# [YOUR GOAL]
Copy only this range: the line with "Thank you for the photo. Please point out the charred" through the final line of the material, inclusive at both ends.

━━━━━ WORKING DATA

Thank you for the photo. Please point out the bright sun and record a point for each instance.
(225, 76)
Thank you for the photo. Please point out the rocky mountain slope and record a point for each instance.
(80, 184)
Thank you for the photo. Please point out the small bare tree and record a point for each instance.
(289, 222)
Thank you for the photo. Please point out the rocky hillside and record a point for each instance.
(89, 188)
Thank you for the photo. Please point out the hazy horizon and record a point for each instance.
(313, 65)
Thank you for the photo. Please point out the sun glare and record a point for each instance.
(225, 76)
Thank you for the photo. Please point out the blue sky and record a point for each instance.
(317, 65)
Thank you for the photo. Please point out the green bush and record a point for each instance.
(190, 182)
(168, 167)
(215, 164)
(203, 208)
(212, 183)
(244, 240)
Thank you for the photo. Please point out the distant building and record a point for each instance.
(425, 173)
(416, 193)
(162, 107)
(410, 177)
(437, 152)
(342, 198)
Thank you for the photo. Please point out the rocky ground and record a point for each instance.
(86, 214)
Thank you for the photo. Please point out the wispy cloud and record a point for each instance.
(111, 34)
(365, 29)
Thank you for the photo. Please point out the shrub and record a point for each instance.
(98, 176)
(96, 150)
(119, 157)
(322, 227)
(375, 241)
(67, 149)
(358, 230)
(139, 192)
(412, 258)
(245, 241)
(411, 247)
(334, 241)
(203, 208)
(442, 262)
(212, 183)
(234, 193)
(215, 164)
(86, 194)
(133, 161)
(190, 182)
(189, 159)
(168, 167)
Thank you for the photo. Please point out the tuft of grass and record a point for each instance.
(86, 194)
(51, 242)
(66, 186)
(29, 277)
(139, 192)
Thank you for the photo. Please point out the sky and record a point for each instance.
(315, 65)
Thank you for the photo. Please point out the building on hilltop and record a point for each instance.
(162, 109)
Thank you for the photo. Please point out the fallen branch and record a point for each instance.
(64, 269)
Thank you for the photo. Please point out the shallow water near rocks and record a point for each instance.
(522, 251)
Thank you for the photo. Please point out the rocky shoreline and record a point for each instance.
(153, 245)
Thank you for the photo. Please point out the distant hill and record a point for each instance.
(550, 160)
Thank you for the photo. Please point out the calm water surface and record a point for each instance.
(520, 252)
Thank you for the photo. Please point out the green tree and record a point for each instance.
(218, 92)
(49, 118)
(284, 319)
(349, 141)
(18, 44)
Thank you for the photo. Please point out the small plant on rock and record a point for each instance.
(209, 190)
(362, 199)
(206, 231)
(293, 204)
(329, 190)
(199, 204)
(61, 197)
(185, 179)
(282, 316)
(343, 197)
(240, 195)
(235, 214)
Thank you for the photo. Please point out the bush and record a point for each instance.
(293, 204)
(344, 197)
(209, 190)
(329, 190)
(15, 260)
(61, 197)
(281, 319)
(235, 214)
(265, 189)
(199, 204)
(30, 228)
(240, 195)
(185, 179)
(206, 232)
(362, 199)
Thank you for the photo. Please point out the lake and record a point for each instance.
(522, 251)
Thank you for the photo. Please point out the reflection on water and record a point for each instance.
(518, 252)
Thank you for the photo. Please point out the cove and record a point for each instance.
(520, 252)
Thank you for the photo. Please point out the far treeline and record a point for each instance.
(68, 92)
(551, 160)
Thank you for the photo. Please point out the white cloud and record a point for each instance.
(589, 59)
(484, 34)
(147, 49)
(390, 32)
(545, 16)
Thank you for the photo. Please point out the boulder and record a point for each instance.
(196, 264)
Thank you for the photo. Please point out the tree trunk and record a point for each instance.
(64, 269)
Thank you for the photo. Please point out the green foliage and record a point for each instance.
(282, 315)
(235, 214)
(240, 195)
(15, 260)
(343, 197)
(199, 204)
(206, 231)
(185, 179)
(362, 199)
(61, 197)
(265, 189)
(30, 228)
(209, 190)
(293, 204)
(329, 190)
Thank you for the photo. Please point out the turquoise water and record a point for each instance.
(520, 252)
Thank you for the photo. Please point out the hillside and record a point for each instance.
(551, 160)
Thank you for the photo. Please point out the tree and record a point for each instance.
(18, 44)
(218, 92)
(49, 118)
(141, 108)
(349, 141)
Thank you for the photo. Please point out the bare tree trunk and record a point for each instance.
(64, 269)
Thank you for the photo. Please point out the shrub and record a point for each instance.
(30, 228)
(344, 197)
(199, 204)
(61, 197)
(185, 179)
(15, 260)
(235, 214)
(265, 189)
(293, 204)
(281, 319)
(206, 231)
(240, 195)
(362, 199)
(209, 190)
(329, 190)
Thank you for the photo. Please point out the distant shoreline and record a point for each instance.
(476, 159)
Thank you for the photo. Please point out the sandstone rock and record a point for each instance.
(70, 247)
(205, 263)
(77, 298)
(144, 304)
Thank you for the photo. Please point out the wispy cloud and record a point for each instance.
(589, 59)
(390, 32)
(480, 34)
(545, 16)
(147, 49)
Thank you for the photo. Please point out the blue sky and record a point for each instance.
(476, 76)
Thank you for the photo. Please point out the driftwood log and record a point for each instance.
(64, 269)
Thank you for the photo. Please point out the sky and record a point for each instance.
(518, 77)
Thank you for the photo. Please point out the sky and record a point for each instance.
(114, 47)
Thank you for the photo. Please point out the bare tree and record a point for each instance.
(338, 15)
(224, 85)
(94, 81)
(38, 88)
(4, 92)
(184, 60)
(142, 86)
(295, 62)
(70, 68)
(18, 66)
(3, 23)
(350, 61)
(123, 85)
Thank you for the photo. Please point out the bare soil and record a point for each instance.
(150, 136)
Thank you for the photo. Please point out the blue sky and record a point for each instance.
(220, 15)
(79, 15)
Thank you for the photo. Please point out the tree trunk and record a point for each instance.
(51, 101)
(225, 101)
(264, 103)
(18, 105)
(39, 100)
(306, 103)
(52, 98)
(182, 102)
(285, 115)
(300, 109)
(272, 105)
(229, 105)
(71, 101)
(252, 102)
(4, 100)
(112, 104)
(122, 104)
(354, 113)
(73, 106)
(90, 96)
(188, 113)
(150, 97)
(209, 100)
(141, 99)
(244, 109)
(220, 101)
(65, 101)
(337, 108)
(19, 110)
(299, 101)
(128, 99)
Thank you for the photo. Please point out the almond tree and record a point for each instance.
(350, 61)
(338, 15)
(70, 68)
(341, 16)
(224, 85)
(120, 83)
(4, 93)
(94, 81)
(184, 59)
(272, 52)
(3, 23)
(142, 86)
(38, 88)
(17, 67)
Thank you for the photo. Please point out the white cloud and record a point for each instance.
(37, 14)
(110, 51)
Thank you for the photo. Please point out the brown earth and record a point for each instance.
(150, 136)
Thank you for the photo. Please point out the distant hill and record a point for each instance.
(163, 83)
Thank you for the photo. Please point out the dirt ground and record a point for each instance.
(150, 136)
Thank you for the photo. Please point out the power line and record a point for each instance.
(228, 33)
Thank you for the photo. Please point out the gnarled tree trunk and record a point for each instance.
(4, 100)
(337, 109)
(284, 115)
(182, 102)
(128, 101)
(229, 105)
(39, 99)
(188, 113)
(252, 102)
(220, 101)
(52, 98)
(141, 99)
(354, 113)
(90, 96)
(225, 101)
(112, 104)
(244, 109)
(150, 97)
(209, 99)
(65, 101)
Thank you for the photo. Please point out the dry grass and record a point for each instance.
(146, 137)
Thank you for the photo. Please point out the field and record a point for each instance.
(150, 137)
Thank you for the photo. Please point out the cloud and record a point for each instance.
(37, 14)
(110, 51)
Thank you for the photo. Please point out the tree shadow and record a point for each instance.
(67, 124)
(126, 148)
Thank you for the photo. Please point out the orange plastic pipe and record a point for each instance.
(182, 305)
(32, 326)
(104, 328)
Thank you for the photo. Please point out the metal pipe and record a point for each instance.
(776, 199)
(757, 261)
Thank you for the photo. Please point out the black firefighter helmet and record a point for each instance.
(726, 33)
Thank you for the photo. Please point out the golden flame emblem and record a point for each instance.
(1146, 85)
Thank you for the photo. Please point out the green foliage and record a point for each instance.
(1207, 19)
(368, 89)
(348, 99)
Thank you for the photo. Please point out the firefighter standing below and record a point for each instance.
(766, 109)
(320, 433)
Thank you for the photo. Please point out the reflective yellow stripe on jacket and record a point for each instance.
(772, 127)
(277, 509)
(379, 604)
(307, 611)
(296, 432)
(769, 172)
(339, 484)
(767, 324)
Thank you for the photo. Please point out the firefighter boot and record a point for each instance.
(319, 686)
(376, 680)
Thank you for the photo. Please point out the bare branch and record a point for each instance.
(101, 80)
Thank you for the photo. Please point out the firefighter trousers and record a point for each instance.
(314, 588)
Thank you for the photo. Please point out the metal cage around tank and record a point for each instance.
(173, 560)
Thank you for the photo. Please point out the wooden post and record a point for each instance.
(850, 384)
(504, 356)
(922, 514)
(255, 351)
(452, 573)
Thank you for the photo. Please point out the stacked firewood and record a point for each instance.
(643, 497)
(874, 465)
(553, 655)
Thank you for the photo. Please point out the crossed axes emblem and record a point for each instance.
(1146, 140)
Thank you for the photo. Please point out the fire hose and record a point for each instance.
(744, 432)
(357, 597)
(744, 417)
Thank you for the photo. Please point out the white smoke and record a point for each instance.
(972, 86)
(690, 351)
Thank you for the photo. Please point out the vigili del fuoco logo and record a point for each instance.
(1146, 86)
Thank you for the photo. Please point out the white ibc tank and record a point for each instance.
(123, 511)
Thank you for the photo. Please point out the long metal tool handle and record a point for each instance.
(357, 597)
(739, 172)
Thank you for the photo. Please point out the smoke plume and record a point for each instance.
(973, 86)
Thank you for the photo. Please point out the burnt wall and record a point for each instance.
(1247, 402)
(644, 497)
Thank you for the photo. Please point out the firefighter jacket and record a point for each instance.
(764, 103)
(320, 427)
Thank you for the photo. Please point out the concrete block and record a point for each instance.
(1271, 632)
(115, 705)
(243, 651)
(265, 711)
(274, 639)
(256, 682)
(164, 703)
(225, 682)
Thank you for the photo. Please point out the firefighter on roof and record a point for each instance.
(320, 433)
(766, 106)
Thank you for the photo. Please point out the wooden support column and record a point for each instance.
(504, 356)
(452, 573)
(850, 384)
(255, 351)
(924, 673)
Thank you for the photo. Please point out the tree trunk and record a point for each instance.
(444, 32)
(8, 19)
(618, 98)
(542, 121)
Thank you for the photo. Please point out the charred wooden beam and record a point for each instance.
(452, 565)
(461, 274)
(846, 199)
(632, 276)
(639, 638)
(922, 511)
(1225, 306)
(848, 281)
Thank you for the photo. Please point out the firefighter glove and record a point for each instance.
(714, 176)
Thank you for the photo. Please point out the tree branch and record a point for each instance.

━━━━━━━━━━

# [EXERCISE RESULT]
Thank you for the photo. Please point out the charred wooden beam and record a point for each instance.
(452, 565)
(461, 274)
(846, 199)
(632, 276)
(639, 638)
(922, 511)
(1225, 306)
(848, 281)
Thank you for the photo. Please point out the firefighter glove and record a point for each instance.
(714, 176)
Thank you for the photo. Please point out the tree branch and record a point for each instance.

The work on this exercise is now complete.